§ Soal Latihan A:
Kota apa saja yang disebut dalam artikel tentang erotisme dalam kesenian tradisional ini?
§ Soal Latihan B:
Kembalikan bagian artikel tentang erotisme dalam kesenian tradisional itu yang dimulai dengan "Oleh Tjahjo Widyasmoro" dan berakhir dengan "Inul, milik suaminya.".

§ Bacaan:
_ _ _ _ _ _ _

[ARSIP]
Erotisme telah lama menjadi bagian kesenian tradisional kita. Bahkan hal itu dipandang sebagai suatu “kewajaran” bagi masyarakat kelas bawah yang memang lebih permisif. Namun, setiap pemunculannya, sering mendapat tentangan dari peradaban.
Oleh Tjahjo Widyasmoro untuk Intisari edisi Juli 2023
---
Intisari hadir di WhatsApp Channel, follow dan dapatkan berita terbaru di sini
---
Intisari-Onlinecom -Jika beberapa waktu belakangan ini Anda sering mendengar kata “Inul” dalam pelbagai pembicaraan, pasti yang dimaksud adalah penyanyi dangdut asal Pasuruan, Jawa Timur, Inul Daratista.
Wanita yang aslinya bernama Ainur Rokhimah itu dikenalkarena tariannya yang begitu enerjik saat beraksi di atas panggung. Yang menghebohkan banyak orang, pada bagian tertentu dari lagu, tiba-tiba “brak!” Inul memutar pinggulnya dengan cepat, bergerak ke atas ke bawah, mirip gasing. Atau diistilahkan penggemarnya, goyang ngebor.
“Goyangnya semangat, tapi kelewat berani. Kesan nya erotis, jorok gitu,” nilai seorang wanita pekerja di daerah perkantoran Jln. Sudirman Jakarta yang sudah menonton VCD pertunjukan Inul, milik suaminya.
Berani? Penyanyi dangdut dengan goyang aduhai tentu bukanlah hal baru. Sudah bukan rahasia lagi, pertunjukan dangdut atau musik kesenian tradisional lain yang biasa digelar di daerah-daerah, hampir selalu dibumbui gerakan-gerakan erotis para penyanyinya.
Gampangnya, tengok saja pertunjukan ndangdutan yang dulu sempat marak di Pasar Malam Perayaan Sekaten, biasa disebut sekatenan, di Yogyakarta.
Dalam sebuah arena tertutup dengan dua-tiga panggung, para penyanyi seakan sedang berlomba “adu panas”, baik goyangan maupun kostum yang dikenakan. Padahal, pertunjukan berlangsung tak jauh dari Keraton Yogyakarta dan Masjid Agung.
Maka jangan heran jika Inul Daratista ini pun berani menolak jika goyangannya dicap erotis. Selama tidak mempertunjukkan gerakan menantang dan berpakaian minim, dia tidak merasa erotis.
Pemikat instan
Dia bilang, goyang ngebor merupakan reaksi alamiah tubuhnya. “Kalau dengar dangdut, rasanya ndak enak kalau enggak goyang,” tuturnya di sela-sela pertunjukan di sebuah stasiun televisi, akhir Februari lalu.

_ _ _ _ _ _ _

Cuplikan dari kumpulan data
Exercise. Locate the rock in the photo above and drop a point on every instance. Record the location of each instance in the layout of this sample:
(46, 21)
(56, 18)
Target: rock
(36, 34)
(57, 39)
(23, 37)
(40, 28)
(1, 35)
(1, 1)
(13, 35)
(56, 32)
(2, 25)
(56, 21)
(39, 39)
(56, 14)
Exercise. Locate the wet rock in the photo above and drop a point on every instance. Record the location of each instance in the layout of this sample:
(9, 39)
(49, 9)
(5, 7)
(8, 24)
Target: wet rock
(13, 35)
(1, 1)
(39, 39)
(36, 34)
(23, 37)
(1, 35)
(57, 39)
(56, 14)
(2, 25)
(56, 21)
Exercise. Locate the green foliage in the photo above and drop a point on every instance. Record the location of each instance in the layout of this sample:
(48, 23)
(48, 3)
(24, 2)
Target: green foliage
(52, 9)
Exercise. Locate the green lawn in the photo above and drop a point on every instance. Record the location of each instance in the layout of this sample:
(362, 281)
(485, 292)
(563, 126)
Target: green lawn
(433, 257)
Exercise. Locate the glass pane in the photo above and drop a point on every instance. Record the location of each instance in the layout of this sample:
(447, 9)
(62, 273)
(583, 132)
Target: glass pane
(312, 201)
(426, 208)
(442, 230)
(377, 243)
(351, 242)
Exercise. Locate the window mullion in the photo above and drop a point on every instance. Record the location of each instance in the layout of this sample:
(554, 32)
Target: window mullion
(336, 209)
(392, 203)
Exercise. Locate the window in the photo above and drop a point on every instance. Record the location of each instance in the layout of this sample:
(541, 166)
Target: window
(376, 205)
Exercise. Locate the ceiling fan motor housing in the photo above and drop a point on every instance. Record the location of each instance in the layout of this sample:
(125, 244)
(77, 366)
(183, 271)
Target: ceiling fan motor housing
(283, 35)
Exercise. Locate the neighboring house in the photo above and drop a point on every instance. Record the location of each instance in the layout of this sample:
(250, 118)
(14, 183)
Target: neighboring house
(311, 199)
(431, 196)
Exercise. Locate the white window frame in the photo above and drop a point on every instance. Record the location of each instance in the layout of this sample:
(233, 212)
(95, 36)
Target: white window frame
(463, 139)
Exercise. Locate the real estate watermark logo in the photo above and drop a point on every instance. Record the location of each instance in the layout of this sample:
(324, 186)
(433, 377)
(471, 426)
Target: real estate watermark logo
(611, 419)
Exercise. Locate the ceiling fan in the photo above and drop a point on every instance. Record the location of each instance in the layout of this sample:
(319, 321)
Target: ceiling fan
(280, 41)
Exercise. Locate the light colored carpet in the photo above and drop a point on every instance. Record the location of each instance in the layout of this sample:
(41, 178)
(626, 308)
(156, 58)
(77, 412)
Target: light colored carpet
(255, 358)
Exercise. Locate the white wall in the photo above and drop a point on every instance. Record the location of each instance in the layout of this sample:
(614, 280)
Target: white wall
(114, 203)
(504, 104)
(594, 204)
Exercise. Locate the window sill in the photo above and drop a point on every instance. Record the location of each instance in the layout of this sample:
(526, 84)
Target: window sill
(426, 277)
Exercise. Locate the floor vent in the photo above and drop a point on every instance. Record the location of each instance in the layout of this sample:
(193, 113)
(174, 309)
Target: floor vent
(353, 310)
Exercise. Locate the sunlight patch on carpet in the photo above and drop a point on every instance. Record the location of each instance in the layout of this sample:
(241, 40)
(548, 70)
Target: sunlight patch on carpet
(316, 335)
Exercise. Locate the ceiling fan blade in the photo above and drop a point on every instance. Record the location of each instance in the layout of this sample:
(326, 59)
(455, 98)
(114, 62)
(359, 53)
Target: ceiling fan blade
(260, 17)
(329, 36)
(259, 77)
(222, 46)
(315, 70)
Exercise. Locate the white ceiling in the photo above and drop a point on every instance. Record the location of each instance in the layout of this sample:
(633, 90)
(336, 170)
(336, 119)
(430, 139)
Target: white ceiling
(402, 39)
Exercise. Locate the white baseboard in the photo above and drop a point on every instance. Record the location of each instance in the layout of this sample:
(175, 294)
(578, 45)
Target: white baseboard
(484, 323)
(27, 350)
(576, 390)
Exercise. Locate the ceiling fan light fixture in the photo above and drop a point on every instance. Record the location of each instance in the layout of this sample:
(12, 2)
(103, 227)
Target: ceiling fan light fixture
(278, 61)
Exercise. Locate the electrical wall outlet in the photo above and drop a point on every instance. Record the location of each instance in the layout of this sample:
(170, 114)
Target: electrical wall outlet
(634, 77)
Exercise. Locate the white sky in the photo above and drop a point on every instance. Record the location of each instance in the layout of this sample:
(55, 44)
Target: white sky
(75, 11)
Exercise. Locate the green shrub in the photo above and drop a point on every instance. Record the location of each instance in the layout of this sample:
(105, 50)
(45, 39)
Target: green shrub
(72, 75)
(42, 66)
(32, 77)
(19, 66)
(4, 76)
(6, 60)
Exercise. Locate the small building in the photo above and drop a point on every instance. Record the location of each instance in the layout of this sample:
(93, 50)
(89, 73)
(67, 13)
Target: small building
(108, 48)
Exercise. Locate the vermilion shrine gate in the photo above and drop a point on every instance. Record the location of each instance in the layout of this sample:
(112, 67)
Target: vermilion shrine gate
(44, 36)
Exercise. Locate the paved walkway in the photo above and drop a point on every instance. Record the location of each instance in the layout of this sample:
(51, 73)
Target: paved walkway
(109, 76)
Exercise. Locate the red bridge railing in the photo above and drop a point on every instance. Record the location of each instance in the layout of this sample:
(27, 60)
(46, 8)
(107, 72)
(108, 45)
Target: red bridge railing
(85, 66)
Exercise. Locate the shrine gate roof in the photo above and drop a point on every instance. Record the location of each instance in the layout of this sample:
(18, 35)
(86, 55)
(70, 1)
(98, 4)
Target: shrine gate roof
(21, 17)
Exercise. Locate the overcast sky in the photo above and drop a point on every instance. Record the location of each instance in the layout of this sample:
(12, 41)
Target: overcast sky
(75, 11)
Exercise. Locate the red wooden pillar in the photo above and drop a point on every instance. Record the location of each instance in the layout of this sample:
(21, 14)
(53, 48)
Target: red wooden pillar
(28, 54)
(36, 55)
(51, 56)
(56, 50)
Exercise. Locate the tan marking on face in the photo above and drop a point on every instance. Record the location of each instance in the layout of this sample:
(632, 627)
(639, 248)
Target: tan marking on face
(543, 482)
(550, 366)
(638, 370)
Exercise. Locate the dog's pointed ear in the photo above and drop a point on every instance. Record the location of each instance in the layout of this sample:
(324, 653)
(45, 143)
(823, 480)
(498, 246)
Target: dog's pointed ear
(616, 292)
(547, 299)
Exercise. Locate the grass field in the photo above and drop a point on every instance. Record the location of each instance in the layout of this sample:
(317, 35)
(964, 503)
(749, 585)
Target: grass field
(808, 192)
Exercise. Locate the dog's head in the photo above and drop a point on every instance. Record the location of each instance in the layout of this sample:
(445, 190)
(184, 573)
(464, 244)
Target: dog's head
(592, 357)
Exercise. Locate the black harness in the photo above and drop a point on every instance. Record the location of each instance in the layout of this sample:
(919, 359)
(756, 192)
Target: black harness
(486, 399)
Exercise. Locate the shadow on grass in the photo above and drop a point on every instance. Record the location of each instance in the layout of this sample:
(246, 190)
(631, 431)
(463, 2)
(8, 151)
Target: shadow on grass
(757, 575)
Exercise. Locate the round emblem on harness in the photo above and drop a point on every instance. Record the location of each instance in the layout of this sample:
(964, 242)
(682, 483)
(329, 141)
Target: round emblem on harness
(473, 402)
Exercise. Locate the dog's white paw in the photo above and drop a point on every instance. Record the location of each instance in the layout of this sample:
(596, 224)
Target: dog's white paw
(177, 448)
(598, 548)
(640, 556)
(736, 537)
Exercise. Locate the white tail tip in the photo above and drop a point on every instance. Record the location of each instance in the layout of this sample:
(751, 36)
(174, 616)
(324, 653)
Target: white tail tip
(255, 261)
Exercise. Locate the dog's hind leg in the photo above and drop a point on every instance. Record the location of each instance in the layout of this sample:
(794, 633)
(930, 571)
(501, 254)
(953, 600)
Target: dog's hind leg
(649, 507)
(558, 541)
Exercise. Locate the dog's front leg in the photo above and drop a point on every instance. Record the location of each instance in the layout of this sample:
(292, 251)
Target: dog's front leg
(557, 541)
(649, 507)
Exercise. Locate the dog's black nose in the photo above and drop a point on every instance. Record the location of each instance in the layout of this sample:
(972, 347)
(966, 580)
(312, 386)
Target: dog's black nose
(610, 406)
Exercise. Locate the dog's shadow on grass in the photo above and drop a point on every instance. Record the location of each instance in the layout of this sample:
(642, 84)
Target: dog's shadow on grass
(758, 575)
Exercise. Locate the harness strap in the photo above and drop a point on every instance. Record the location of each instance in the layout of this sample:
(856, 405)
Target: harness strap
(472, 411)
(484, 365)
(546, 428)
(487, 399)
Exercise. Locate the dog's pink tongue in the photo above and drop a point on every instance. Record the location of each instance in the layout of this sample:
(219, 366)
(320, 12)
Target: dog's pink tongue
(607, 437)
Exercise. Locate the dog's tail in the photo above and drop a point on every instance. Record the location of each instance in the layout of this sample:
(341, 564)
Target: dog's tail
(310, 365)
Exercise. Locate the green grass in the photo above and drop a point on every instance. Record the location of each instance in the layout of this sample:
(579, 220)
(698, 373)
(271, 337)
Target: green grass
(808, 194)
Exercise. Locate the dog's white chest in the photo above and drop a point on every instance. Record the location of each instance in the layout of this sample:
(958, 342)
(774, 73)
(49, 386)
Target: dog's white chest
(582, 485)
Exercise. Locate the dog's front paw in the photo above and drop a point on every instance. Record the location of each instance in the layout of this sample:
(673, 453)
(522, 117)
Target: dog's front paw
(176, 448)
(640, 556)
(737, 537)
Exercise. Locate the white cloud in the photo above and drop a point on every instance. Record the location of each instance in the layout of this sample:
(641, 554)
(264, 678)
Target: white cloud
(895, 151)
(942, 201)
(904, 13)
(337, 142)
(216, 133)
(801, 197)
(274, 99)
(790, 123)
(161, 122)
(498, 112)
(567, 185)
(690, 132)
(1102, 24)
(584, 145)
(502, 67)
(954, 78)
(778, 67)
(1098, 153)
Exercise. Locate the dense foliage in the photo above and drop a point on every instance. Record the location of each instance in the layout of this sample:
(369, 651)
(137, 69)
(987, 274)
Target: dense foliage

_ _ _ _ _ _ _

§ Pembahasan Jawaban A:
Pasuruan, Jakarta, Yogyakarta

§ Pembahasan Jawaban B:
Oleh Tjahjo Widyasmoro untuk Intisari edisi Juli 2023
---
Intisari hadir di WhatsApp Channel, follow dan dapatkan berita terbaru di sini
---
Intisari-Onlinecom -Jika beberapa waktu belakangan ini Anda sering mendengar kata “Inul” dalam pelbagai pembicaraan, pasti yang dimaksud adalah penyanyi dangdut asal Pasuruan, Jawa Timur, Inul Daratista.
Wanita yang aslinya bernama Ainur Rokhimah itu dikenalkarena tariannya yang begitu enerjik saat beraksi di atas panggung. Yang menghebohkan banyak orang, pada bagian tertentu dari lagu, tiba-tiba “brak!” Inul memutar pinggulnya dengan cepat, bergerak ke atas ke bawah, mirip gasing. Atau diistilahkan penggemarnya, goyang ngebor.
“Goyangnya semangat, tapi kelewat berani. Kesan nya erotis, jorok gitu,” nilai seorang wanita pekerja di daerah perkantoran Jln. Sudirman Jakarta yang sudah menonton VCD pertunjukan Inul, milik suaminya.